• EXERCISE GOAL: All of the data below is to be output without alteration.

• INPUT MATERIAL:
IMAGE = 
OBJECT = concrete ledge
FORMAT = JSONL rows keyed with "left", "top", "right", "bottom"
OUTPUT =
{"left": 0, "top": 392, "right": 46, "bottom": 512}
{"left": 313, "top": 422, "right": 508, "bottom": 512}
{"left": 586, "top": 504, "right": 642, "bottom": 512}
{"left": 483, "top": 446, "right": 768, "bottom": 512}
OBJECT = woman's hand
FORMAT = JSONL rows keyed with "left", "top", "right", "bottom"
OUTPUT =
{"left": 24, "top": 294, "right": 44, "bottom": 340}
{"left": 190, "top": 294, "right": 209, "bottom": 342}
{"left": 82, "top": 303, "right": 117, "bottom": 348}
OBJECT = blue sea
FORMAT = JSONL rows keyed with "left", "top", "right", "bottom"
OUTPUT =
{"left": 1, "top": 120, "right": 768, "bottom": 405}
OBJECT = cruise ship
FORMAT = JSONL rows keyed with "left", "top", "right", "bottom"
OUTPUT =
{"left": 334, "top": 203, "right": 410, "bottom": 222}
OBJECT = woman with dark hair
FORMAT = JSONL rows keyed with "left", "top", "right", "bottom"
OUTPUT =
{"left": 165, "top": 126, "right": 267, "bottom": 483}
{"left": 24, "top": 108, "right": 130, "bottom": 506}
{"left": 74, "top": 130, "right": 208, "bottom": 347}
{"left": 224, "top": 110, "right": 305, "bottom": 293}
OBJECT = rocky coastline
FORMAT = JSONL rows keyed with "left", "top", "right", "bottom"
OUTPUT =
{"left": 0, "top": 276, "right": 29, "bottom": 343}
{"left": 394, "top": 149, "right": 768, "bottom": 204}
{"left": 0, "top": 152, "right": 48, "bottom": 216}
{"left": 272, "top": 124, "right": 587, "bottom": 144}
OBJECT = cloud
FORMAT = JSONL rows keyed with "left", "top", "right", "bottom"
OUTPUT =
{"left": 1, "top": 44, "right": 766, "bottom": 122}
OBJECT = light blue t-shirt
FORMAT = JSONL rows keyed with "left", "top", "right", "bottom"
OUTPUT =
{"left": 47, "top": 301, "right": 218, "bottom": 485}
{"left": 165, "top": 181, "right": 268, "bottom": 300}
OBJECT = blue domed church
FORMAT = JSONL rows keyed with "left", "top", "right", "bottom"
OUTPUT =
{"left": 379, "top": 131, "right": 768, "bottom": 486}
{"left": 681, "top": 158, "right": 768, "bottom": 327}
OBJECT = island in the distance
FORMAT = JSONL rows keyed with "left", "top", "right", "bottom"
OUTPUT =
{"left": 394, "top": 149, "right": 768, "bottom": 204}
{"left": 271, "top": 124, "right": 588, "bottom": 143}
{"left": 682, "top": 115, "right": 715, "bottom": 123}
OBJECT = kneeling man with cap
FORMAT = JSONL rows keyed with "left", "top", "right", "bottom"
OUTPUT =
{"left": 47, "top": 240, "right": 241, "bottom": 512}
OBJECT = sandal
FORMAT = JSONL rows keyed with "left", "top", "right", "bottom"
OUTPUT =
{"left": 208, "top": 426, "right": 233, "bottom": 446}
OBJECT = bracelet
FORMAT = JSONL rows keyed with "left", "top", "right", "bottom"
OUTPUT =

• SOLUTION TO THE EXERCISE:
IMAGE = 
OBJECT = concrete ledge
FORMAT = JSONL rows keyed with "left", "top", "right", "bottom"
OUTPUT =
{"left": 0, "top": 392, "right": 46, "bottom": 512}
{"left": 313, "top": 422, "right": 508, "bottom": 512}
{"left": 586, "top": 504, "right": 642, "bottom": 512}
{"left": 483, "top": 446, "right": 768, "bottom": 512}
OBJECT = woman's hand
FORMAT = JSONL rows keyed with "left", "top", "right", "bottom"
OUTPUT =
{"left": 24, "top": 294, "right": 44, "bottom": 340}
{"left": 190, "top": 294, "right": 209, "bottom": 342}
{"left": 82, "top": 303, "right": 117, "bottom": 348}
OBJECT = blue sea
FORMAT = JSONL rows keyed with "left", "top", "right", "bottom"
OUTPUT =
{"left": 1, "top": 120, "right": 768, "bottom": 405}
OBJECT = cruise ship
FORMAT = JSONL rows keyed with "left", "top", "right", "bottom"
OUTPUT =
{"left": 334, "top": 203, "right": 410, "bottom": 222}
OBJECT = woman with dark hair
FORMAT = JSONL rows keyed with "left", "top", "right", "bottom"
OUTPUT =
{"left": 165, "top": 126, "right": 267, "bottom": 483}
{"left": 24, "top": 108, "right": 130, "bottom": 506}
{"left": 74, "top": 130, "right": 208, "bottom": 347}
{"left": 224, "top": 110, "right": 305, "bottom": 293}
OBJECT = rocky coastline
FORMAT = JSONL rows keyed with "left", "top", "right", "bottom"
OUTPUT =
{"left": 0, "top": 276, "right": 29, "bottom": 343}
{"left": 394, "top": 149, "right": 768, "bottom": 204}
{"left": 0, "top": 152, "right": 48, "bottom": 216}
{"left": 272, "top": 124, "right": 587, "bottom": 144}
OBJECT = cloud
FORMAT = JSONL rows keyed with "left", "top", "right", "bottom"
OUTPUT =
{"left": 1, "top": 44, "right": 766, "bottom": 122}
OBJECT = light blue t-shirt
FORMAT = JSONL rows keyed with "left", "top", "right", "bottom"
OUTPUT =
{"left": 47, "top": 301, "right": 218, "bottom": 485}
{"left": 165, "top": 181, "right": 268, "bottom": 300}
OBJECT = blue domed church
FORMAT = JSONL rows keyed with "left", "top", "right", "bottom"
OUTPUT =
{"left": 379, "top": 131, "right": 768, "bottom": 486}
{"left": 681, "top": 158, "right": 768, "bottom": 327}
OBJECT = island in the distance
FORMAT = JSONL rows keyed with "left", "top", "right", "bottom"
OUTPUT =
{"left": 394, "top": 149, "right": 768, "bottom": 204}
{"left": 271, "top": 124, "right": 588, "bottom": 143}
{"left": 682, "top": 115, "right": 715, "bottom": 123}
OBJECT = kneeling man with cap
FORMAT = JSONL rows keyed with "left", "top", "right", "bottom"
OUTPUT =
{"left": 47, "top": 240, "right": 241, "bottom": 512}
OBJECT = sandal
FORMAT = JSONL rows keyed with "left", "top", "right", "bottom"
OUTPUT =
{"left": 208, "top": 426, "right": 233, "bottom": 446}
OBJECT = bracelet
FORMAT = JSONL rows keyed with "left", "top", "right", "bottom"
OUTPUT =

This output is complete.